REQUIREMENTS:
Could you reproduce every one of the rows below verbatim, character for character?

DATA FOR THIS TASK:
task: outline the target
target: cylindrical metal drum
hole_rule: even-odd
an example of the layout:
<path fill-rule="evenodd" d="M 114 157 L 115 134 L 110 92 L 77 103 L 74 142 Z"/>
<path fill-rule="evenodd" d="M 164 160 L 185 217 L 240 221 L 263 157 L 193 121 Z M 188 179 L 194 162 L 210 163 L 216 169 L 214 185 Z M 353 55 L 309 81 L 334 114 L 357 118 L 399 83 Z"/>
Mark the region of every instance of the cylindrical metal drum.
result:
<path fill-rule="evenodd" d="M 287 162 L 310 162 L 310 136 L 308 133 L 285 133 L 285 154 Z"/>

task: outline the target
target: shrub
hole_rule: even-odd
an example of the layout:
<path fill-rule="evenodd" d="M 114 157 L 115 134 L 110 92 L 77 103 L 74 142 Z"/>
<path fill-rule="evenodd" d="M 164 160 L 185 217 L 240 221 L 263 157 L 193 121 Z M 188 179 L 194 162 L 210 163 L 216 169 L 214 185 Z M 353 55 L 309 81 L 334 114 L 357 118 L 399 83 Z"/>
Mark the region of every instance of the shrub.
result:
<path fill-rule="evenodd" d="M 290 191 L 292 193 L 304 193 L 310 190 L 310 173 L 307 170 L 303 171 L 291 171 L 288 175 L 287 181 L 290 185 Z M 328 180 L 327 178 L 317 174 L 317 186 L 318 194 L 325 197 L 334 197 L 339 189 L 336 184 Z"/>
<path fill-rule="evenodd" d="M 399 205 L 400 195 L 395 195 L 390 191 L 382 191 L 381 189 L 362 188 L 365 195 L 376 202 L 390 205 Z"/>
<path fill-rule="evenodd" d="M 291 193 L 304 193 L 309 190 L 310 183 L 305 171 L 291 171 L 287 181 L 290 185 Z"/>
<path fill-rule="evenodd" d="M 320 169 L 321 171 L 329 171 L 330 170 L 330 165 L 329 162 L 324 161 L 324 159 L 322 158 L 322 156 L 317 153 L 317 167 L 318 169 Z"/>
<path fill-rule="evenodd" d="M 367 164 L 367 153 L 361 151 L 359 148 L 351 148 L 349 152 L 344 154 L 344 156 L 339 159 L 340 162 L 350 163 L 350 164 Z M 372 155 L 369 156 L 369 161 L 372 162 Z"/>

ANSWER TO THE EXERCISE:
task: outline the target
target: cylindrical metal drum
hole_rule: even-odd
an example of the layout:
<path fill-rule="evenodd" d="M 114 157 L 115 134 L 110 92 L 77 103 L 74 142 Z"/>
<path fill-rule="evenodd" d="M 164 160 L 185 217 L 240 221 L 263 157 L 193 121 Z M 188 179 L 194 162 L 210 163 L 216 169 L 214 185 Z M 353 55 L 309 81 L 334 114 L 357 118 L 399 83 Z"/>
Mark the region of every instance of the cylindrical metal drum.
result:
<path fill-rule="evenodd" d="M 287 162 L 310 162 L 310 136 L 308 133 L 285 133 L 285 154 Z"/>

task: outline the target
target: shrub
hole_rule: even-odd
an example of the layout:
<path fill-rule="evenodd" d="M 114 157 L 115 134 L 110 92 L 77 103 L 74 142 Z"/>
<path fill-rule="evenodd" d="M 164 160 L 185 217 L 240 221 L 263 157 L 193 121 Z M 188 179 L 194 162 L 210 163 L 216 169 L 214 185 Z M 353 55 L 309 81 L 334 114 L 357 118 L 399 83 Z"/>
Mark the region of every instance of the shrub.
result:
<path fill-rule="evenodd" d="M 290 191 L 292 193 L 304 193 L 310 190 L 310 173 L 307 170 L 303 171 L 291 171 L 288 175 L 287 181 L 290 185 Z M 328 180 L 327 178 L 317 174 L 317 186 L 318 194 L 325 197 L 334 197 L 339 189 L 336 184 Z"/>
<path fill-rule="evenodd" d="M 399 205 L 400 195 L 395 195 L 390 191 L 382 191 L 381 189 L 362 188 L 365 195 L 376 202 L 390 205 Z"/>
<path fill-rule="evenodd" d="M 291 193 L 304 193 L 309 190 L 310 183 L 305 171 L 291 171 L 287 181 L 290 185 Z"/>
<path fill-rule="evenodd" d="M 320 169 L 321 171 L 329 171 L 330 170 L 330 165 L 329 162 L 324 161 L 324 159 L 322 158 L 322 156 L 317 153 L 317 167 L 318 169 Z"/>
<path fill-rule="evenodd" d="M 367 164 L 367 153 L 361 151 L 359 148 L 351 148 L 349 152 L 344 154 L 344 156 L 339 159 L 340 162 L 350 163 L 350 164 Z M 372 155 L 369 156 L 369 161 L 372 162 Z"/>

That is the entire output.